» **Exercise**:
Pick out the lines below that include the string "railing".

[Natural language region descriptions]
○ ○ ○ ○ ○ ○ ○

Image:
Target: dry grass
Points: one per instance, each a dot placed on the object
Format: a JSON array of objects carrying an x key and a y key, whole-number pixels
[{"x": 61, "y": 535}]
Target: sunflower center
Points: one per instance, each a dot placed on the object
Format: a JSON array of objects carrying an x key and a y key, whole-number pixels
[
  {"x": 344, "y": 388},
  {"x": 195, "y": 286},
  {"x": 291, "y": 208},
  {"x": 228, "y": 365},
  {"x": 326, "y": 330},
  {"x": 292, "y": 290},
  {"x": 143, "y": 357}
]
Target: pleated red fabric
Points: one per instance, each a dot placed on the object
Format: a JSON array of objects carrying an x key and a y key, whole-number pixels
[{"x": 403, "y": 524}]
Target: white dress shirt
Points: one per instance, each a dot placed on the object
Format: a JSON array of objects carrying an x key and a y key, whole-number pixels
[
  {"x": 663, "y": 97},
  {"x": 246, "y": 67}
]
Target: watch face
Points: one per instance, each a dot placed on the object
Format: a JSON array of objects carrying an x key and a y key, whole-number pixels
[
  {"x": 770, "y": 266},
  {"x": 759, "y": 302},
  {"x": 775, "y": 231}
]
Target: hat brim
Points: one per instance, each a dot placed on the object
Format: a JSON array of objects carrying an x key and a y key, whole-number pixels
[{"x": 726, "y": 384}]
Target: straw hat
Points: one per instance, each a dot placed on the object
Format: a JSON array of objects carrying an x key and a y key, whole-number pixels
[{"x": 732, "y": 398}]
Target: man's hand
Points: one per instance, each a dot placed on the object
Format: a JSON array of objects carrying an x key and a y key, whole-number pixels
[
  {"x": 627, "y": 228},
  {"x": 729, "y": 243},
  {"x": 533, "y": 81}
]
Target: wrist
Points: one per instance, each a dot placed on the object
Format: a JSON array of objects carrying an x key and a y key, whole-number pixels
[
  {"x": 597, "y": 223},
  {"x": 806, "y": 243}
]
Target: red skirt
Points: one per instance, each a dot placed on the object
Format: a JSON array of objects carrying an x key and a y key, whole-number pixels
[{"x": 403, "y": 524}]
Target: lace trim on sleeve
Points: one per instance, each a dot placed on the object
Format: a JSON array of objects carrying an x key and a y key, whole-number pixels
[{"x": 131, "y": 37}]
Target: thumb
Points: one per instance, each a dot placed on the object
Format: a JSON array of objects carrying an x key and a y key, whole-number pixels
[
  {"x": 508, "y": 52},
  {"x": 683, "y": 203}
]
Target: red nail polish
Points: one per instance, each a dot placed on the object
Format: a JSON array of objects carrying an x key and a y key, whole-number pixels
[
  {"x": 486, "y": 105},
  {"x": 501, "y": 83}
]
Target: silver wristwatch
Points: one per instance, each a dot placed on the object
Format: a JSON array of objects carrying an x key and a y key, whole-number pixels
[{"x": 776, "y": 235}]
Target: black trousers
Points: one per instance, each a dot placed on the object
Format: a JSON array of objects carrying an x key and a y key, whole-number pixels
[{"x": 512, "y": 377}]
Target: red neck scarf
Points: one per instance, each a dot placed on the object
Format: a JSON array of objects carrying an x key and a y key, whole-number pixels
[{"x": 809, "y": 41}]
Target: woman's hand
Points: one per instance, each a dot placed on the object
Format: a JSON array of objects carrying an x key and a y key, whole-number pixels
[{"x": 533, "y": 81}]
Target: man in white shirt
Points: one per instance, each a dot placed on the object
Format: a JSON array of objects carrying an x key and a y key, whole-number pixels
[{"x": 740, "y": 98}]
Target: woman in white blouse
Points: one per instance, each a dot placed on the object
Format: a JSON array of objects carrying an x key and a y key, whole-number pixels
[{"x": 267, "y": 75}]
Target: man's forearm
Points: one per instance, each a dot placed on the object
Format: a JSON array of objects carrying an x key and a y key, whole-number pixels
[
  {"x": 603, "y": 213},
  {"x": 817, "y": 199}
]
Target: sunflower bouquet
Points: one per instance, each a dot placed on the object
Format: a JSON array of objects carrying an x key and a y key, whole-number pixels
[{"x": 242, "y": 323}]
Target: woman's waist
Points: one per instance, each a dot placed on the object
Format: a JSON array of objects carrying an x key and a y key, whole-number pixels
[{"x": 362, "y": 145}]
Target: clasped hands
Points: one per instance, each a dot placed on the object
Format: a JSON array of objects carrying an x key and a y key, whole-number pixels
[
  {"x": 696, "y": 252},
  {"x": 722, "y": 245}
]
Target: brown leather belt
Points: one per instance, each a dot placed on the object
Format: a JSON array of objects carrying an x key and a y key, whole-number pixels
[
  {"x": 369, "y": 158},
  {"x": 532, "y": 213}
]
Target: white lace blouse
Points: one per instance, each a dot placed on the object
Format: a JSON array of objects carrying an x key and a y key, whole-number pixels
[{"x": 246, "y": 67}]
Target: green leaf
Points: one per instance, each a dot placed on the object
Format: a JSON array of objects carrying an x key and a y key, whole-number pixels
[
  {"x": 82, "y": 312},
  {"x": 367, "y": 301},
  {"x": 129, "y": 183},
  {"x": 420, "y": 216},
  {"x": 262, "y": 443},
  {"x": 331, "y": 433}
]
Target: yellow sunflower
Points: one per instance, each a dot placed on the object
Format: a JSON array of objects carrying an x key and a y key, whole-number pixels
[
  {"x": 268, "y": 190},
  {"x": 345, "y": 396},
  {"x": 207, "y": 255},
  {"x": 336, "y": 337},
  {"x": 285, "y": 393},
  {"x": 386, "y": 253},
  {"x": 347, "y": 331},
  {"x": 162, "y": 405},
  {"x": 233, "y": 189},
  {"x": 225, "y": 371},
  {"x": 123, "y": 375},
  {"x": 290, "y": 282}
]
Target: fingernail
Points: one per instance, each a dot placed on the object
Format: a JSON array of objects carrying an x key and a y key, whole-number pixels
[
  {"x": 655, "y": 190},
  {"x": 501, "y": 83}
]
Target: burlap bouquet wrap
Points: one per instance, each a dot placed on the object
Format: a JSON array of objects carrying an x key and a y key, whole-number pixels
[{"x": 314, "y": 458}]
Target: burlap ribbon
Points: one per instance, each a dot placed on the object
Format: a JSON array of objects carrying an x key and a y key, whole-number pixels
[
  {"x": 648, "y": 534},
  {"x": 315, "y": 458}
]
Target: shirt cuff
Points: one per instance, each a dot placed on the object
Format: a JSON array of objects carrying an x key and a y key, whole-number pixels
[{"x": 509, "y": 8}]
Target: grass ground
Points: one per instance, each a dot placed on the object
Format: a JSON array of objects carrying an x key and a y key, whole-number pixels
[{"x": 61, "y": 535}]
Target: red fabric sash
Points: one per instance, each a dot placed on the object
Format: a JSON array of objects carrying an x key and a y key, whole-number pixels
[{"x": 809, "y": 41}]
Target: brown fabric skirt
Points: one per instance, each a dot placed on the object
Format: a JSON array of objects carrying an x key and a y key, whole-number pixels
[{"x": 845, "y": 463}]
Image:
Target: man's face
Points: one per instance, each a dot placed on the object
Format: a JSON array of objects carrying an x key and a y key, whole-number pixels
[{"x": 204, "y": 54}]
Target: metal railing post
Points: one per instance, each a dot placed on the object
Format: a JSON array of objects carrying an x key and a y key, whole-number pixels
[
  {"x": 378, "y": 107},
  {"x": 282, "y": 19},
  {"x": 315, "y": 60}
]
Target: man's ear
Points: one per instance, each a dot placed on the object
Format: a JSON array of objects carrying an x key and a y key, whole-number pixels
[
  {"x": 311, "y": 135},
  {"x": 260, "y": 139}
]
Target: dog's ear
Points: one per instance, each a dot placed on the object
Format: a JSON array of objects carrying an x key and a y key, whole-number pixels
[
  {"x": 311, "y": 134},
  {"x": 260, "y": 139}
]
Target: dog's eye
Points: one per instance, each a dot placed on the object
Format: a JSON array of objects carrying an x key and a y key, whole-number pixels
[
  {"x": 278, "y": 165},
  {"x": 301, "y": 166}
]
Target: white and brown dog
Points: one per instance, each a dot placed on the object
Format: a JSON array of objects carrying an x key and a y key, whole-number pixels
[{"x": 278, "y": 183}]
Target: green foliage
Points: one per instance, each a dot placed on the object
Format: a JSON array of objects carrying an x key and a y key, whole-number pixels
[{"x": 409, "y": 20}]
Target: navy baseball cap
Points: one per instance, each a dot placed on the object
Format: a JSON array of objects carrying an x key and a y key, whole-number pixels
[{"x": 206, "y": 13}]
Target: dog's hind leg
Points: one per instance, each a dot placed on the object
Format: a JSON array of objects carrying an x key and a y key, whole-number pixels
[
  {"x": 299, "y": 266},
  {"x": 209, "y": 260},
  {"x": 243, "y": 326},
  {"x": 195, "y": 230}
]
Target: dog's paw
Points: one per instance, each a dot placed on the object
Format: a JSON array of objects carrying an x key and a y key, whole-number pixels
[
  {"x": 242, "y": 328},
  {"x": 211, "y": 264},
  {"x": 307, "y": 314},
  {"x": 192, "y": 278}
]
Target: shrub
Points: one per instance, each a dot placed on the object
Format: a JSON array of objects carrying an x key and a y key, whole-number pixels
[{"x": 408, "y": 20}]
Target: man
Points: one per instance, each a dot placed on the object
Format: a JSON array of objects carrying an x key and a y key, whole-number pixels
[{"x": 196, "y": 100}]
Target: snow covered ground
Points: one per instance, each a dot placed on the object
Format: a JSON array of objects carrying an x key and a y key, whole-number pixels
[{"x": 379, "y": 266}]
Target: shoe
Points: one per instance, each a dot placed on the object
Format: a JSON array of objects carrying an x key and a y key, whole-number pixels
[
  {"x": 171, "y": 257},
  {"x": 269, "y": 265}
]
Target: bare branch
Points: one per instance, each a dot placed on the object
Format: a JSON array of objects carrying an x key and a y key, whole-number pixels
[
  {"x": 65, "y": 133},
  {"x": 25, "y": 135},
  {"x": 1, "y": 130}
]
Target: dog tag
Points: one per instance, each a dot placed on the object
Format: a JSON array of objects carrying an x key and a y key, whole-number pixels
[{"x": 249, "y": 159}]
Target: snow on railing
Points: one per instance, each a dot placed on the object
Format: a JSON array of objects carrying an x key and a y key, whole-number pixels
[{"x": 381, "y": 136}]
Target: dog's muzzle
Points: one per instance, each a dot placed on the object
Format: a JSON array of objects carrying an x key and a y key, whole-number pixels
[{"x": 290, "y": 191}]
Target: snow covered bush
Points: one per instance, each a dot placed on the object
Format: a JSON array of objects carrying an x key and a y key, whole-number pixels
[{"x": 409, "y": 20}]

○ ○ ○ ○ ○ ○ ○

» **Exercise result**:
Target: metal railing post
Target: snow on railing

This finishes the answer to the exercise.